**Travail demandé**
Réécrivez le passage de l'extrait sur les violences faites aux femmes, en commençant à « Cette statistique ne » et en terminant à « du Haut Conseil. ». Remplacez partout « Haut Conseil » par « Conseil supérieur ».
::: Extrait fourni
La Journée internationale pour l'élimination de la violence à l'égard des femmes, fixée au 25 novembre par les Nations unies, ne suffira sans doute pas à faire reculer ce qu'ONU Femmes appelle une « pandémie ». Les chiffres sont accablants : jusqu'à 70 % des femmes dans le monde sont confrontées à la violence physique ou sexuelle au cours de leur existence. « Cette violence apparaît la plupart du temps dans le cadre de relations intimes, et de nombreuses femmes désignent leur conjoint ou partenaire comme étant l'auteur de ces violences », précise l'agence des Nations unies, créée en 2010 pour promouvoir « l'égalité des sexes et l'autonomisation des femmes ».
Cette statistique ne dit pas les nombreuses formes que prennent ces agressions : violences domestiques, mariages forcés et précoces, mutilations génitales, viols, harcèlement sexuel, traite, prostitution… Cette réalité touche toutes les régions du monde. « Les chiffres sont effarants, quel que soit le pays », estime Miren Bengoa, la présidente du Comité national France d'ONU Femmes, créé officiellement le 14 novembre.
Comment expliquer une telle difficulté à faire reculer ces violences ? En France, 83 000 femmes sont victimes de viols ou de tentatives de viol, selon les chiffres du Haut Conseil à l'égalité entre les femmes et les hommes. En réalité, elles sont certainement beaucoup plus. « 9,3 % des victimes seulement portent plainte parce que, dans 80 % des cas, l'auteur des viols est connu de la victime », estime Danielle Bousquet, la présidente du Haut Conseil.
« C'EST LA SPHÈRE PRIVÉE »
« De plus en plus de pays adoptent des législations pour protéger les droits des femmes, dit Miren Bengoa. Mais cela reste très difficile. Les gens ne se rendent pas compte de cette réalité, notamment dans les sphères de décision, où les personnes sont moins confrontées à ces faits. Et beaucoup considèrent qu'il s'agit de la sphère privée. »
::::::
::: Données disponibles
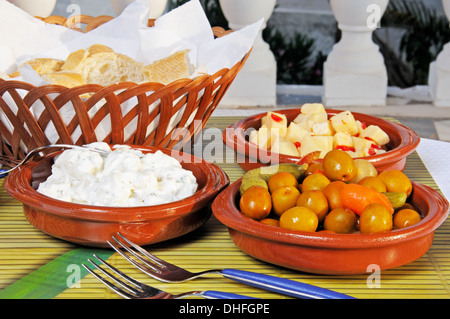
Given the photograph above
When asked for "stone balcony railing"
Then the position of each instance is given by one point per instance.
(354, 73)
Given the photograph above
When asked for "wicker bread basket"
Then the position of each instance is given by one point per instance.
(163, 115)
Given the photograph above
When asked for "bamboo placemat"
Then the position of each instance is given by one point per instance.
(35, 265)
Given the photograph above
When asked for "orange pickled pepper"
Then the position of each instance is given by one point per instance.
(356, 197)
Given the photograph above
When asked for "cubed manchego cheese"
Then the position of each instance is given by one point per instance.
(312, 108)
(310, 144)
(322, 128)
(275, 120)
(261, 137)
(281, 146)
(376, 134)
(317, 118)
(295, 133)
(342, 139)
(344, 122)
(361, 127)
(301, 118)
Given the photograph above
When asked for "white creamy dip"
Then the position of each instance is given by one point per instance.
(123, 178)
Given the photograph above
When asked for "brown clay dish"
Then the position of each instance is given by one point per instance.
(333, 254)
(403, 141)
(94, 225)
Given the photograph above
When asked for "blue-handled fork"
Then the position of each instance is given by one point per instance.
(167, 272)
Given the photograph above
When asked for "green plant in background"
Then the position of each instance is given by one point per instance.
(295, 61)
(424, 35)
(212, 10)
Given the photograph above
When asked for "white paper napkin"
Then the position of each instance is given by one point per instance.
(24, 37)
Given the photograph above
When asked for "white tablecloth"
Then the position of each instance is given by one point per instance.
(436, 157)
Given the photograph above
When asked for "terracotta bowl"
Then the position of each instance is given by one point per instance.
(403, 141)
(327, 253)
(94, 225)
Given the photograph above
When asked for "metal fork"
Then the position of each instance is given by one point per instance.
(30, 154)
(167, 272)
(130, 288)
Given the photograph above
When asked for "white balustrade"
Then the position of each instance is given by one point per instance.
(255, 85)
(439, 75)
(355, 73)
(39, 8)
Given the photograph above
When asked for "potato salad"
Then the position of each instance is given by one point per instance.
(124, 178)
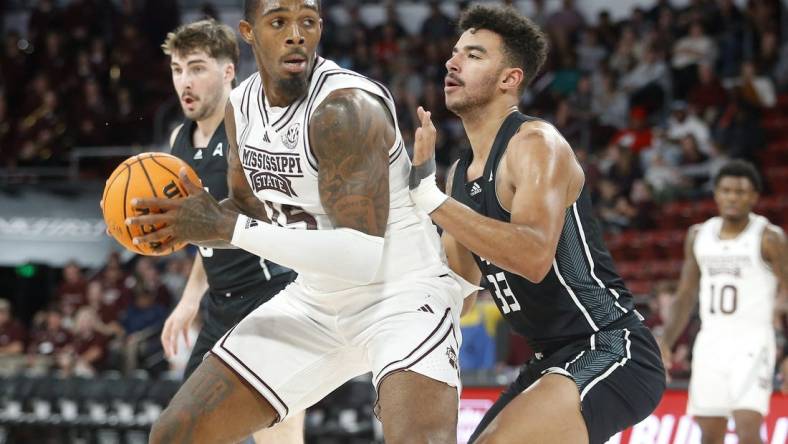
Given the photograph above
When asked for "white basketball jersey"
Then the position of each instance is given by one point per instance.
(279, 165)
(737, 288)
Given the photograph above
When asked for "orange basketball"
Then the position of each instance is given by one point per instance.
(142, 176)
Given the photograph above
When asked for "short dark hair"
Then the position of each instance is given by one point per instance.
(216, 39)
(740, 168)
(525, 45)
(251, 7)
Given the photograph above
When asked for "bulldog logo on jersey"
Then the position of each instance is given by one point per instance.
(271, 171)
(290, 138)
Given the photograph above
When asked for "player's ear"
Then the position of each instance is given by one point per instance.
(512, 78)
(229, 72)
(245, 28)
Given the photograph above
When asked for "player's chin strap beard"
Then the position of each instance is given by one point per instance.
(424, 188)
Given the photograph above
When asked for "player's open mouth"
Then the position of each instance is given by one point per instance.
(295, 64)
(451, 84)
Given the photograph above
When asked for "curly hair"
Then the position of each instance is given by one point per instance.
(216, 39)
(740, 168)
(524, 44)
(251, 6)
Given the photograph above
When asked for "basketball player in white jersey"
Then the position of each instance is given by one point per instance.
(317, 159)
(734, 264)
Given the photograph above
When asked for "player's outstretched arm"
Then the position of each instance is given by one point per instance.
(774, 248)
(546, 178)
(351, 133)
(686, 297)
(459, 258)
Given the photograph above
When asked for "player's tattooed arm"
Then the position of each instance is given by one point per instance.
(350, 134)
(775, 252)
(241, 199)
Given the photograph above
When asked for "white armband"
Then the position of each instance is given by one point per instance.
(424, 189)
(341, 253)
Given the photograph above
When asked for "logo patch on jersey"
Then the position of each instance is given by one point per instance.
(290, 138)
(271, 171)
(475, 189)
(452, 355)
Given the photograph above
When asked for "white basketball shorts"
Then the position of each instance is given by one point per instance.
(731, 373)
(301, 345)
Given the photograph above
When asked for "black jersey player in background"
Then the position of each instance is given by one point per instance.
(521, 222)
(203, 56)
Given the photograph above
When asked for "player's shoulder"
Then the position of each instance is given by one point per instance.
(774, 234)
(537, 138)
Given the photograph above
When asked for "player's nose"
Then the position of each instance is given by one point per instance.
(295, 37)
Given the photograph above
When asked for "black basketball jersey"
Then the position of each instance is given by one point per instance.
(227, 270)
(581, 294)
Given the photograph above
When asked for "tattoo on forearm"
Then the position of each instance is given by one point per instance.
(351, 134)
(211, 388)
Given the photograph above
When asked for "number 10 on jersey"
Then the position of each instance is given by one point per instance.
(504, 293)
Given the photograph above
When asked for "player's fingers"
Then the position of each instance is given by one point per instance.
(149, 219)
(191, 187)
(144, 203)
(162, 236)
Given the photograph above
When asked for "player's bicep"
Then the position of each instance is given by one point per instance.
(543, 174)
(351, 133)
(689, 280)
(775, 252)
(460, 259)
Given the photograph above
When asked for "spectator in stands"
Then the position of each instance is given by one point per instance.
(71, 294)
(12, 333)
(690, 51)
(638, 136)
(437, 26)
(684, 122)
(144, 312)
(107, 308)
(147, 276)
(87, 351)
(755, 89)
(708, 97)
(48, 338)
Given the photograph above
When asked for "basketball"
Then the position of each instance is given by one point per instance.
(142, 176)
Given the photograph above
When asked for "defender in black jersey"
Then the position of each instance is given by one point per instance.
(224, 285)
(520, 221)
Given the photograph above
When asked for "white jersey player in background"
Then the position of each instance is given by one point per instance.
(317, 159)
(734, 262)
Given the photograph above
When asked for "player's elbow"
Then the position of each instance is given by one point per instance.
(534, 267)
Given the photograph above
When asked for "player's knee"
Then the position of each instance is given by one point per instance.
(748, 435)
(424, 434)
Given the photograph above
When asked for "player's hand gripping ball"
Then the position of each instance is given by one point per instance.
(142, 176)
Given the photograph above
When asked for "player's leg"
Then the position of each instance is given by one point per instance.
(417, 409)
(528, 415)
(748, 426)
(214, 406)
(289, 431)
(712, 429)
::::::
::: Données disponibles
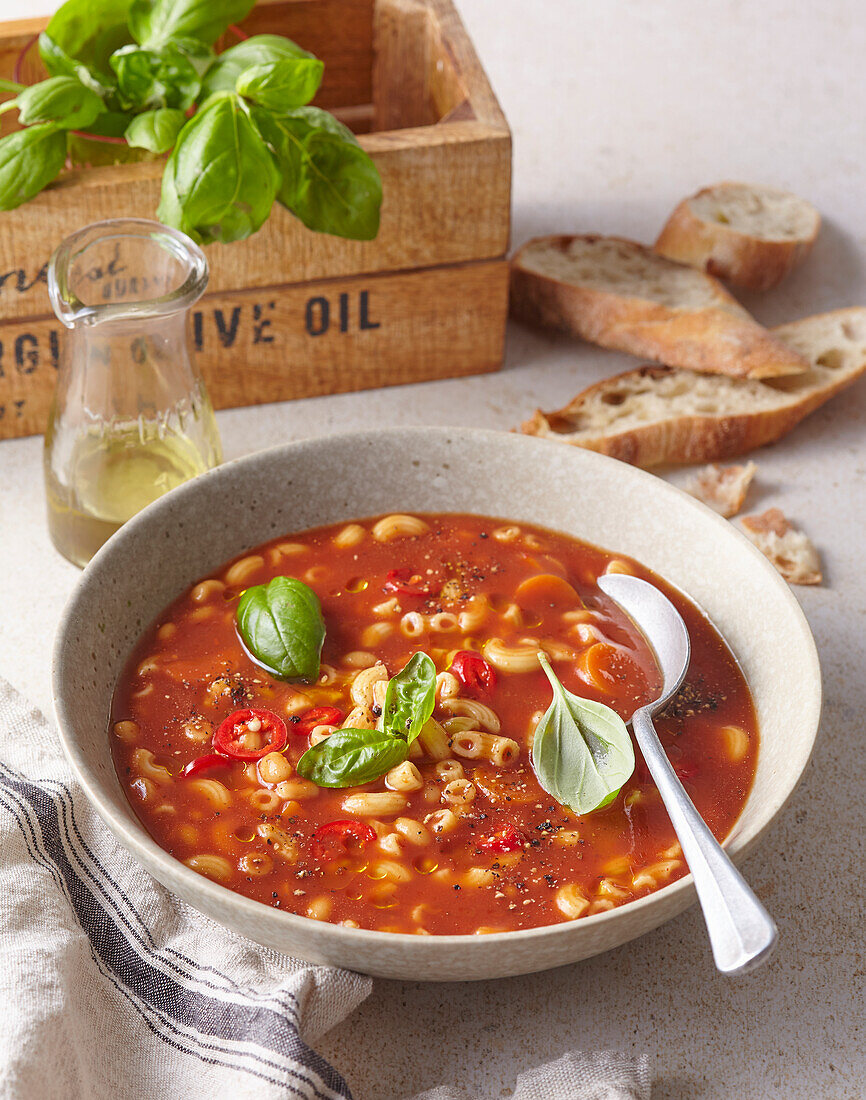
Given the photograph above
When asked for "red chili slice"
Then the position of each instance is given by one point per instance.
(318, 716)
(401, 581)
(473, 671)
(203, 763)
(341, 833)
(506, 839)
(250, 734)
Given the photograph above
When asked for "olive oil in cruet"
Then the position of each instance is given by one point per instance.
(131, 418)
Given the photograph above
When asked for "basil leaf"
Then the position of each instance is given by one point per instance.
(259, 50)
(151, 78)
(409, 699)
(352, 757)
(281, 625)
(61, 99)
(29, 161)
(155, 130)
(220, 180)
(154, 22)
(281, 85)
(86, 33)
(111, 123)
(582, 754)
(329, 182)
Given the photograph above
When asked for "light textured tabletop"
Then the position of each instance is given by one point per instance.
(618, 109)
::::::
::: Données disponibles
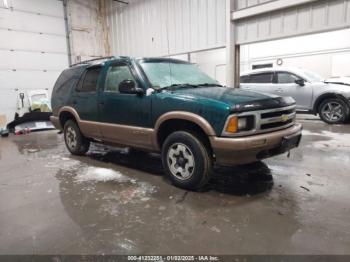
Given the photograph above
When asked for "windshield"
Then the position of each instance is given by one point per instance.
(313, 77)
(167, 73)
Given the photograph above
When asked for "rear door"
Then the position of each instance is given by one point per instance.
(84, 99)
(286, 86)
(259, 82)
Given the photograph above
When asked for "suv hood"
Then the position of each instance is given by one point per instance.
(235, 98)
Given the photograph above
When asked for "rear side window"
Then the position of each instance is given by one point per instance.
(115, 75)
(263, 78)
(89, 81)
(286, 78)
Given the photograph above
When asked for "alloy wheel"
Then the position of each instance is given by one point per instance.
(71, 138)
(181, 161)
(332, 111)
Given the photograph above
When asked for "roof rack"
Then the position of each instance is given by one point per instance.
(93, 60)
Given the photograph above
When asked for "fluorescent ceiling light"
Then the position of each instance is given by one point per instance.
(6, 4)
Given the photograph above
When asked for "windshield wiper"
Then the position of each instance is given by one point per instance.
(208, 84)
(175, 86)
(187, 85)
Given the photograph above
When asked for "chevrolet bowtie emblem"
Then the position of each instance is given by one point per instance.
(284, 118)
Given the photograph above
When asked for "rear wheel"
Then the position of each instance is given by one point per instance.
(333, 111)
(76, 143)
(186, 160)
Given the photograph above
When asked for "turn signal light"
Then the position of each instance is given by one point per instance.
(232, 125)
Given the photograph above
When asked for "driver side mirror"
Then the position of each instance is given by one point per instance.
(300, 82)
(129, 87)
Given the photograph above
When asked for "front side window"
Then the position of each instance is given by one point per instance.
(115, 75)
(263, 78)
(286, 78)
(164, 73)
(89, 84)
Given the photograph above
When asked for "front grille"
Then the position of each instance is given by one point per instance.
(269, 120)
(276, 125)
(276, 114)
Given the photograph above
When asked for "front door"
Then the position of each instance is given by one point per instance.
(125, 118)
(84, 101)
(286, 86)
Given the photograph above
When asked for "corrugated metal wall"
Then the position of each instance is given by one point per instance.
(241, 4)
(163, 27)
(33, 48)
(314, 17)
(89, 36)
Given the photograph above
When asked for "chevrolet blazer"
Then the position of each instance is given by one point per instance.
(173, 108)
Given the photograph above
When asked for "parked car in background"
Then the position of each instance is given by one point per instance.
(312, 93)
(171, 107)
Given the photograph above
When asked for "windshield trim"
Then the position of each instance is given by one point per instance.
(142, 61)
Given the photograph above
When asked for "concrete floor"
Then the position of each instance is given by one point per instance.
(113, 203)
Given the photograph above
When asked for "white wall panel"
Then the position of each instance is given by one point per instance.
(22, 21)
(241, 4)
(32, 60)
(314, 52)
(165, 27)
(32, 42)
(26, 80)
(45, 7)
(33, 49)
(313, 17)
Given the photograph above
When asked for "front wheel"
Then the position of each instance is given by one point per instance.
::::::
**Résultat attendu**
Cette statistique ne dit pas les nombreuses formes que prennent ces agressions : violences domestiques, mariages forcés et précoces, mutilations génitales, viols, harcèlement sexuel, traite, prostitution… Cette réalité touche toutes les régions du monde. « Les chiffres sont effarants, quel que soit le pays », estime Miren Bengoa, la présidente du Comité national France d'ONU Femmes, créé officiellement le 14 novembre.
Comment expliquer une telle difficulté à faire reculer ces violences ? En France, 83 000 femmes sont victimes de viols ou de tentatives de viol, selon les chiffres du Conseil supérieur à l'égalité entre les femmes et les hommes. En réalité, elles sont certainement beaucoup plus. « 9,3 % des victimes seulement portent plainte parce que, dans 80 % des cas, l'auteur des viols est connu de la victime », estime Danielle Bousquet, la présidente du Conseil supérieur.